• EXCERPTED PASSAGE
*****

Suzanne Berne’s The Dogs of Littlefield is an amusing, but ultimately melancholy book about a town of privileged people, so privileged the town is on the Wall Street Journal’s list of “Twenty Best Places to Live in America.” It is a town so privileged that Dr. Clarice Watkins, a tenured sociologist from Chicago decides to spend time there as a visiting scholar while studying the townspeople to see how they responded to global destabilization.
Dr. Watkins and the baker at The Forge, a favorite local eatery, are the two people of color in this book. Watkins, an African American who wears caftans and turbans and Ahmed, a Pakistani student, reveal the casual and ignorant racism of the people in town. One woman, inviting Dr. Watkins to a potluck, mentions how much she loves tribal cooking. Everyone assumes as a black woman from Chicago, she must know the Obamas. Ahmed is harassed constantly by the police, so much so he buys an electric razor to shave off his beard and is arrested on suspicion of shoplifting when he tries to return it. Dr. Watkins is able to observe the people of Littlefield keenly without resistance because they are so self-absorbed they never asked her why she was there.

*****

• GIVEN DATA
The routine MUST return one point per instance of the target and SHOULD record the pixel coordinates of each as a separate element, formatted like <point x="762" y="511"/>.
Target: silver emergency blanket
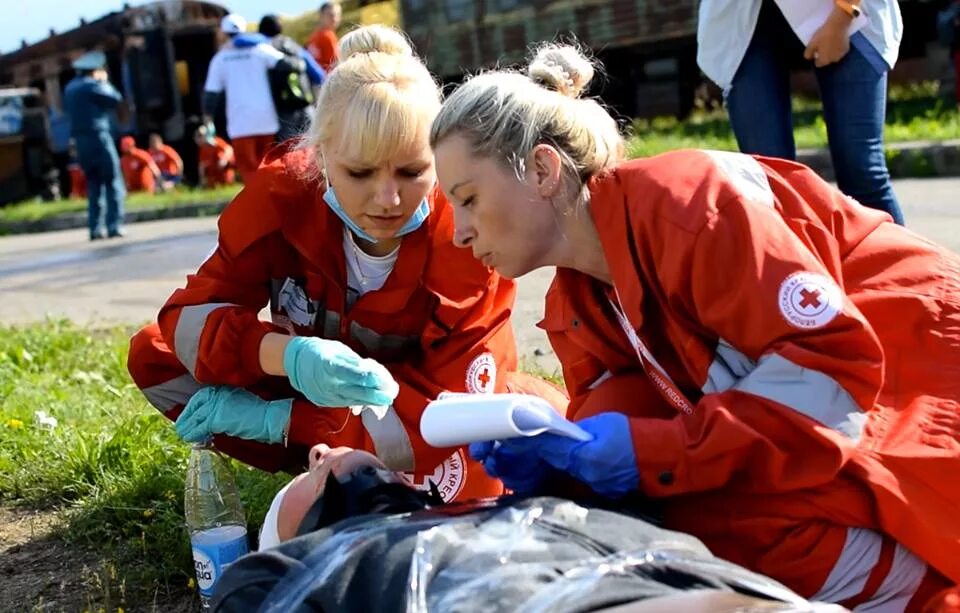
<point x="539" y="555"/>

*****

Reproduce the review of The Dogs of Littlefield in full, word for word. Work from the review of The Dogs of Littlefield alone.

• SOLUTION
Suzanne Berne’s The Dogs of Littlefield is an amusing, but ultimately melancholy book about a town of privileged people, so privileged the town is on the Wall Street Journal’s list of “Twenty Best Places to Live in America.” It is a town so privileged that Dr. Clarice Watkins, a tenured sociologist from Chicago decides to spend time there as a visiting scholar while studying the townspeople to see how they responded to global destabilization.
Dr. Watkins and the baker at The Forge, a favorite local eatery, are the two people of color in this book. Watkins, an African American who wears caftans and turbans and Ahmed, a Pakistani student, reveal the casual and ignorant racism of the people in town. One woman, inviting Dr. Watkins to a potluck, mentions how much she loves tribal cooking. Everyone assumes as a black woman from Chicago, she must know the Obamas. Ahmed is harassed constantly by the police, so much so he buys an electric razor to shave off his beard and is arrested on suspicion of shoplifting when he tries to return it. Dr. Watkins is able to observe the people of Littlefield keenly without resistance because they are so self-absorbed they never asked her why she was there.